• [Required actions]
(1) Answer these questions using the aviary.labbench description below, with one answer per line:
(a) What command installs the LAB-Bench environment?
(b) In which file is ImageQAEnvironment found?
(c) Which datasets can TextQATaskDataset pull down from Hugging Face?
(2) List every name imported by a "from ... import" line in the example code of the aviary.labbench description below.

Skip to main content

LAB-Bench environments implemented with aviary

Project description

aviary.labbench

LAB-Bench environments implemented with aviary, allowing agents to perform question answering on scientific tasks.

Installation

To install the LAB-Bench environment, run:

pip install 'fhaviary[labbench]'

Usage

In labbench/env.py, you will find:

  • GradablePaperQAEnvironment: an PaperQA-backed environment that can grade answers given an evaluation function.
  • ImageQAEnvironment: an GradablePaperQAEnvironment subclass for QA where image(s) are pre-added.

And in labbench/task.py, you will find:

  • TextQATaskDataset: a task dataset designed to pull down FigQA, LitQA2, or TableQA from Hugging Face, and create one GradablePaperQAEnvironment per question.
  • ImageQATaskDataset: a task dataset that pairs with ImageQAEnvironment for FigQA or TableQA.

Here is an example of how to use them:

import os

from ldp.agent import SimpleAgent
from ldp.alg import Evaluator, EvaluatorConfig, MeanMetricsCallback
from paperqa import Settings

from aviary.env import TaskDataset


async def evaluate(folder_of_litqa_v2_papers: str | os.PathLike) -> None:
    settings = Settings(paper_directory=folder_of_litqa_v2_papers)

• [Entries shown]
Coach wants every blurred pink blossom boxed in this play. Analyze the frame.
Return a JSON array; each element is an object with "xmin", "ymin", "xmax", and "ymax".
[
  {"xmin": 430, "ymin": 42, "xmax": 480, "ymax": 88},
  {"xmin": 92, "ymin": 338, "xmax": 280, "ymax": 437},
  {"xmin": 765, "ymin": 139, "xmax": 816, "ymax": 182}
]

==

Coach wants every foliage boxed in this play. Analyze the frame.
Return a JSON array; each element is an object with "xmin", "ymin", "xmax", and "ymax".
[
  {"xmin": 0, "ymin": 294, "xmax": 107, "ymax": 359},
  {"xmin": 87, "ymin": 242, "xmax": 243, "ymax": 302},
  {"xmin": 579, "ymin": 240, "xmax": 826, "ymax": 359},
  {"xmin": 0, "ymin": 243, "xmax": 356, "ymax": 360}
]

...

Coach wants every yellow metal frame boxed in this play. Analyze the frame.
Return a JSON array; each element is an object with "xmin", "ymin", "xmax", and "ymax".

• [Full solutions]
(1)
(a) pip install 'fhaviary[labbench]'
(b) labbench/env.py
(c) FigQA, LitQA2, and TableQA

(2) SimpleAgent, Evaluator, EvaluatorConfig, MeanMetricsCallback, Settings, TaskDataset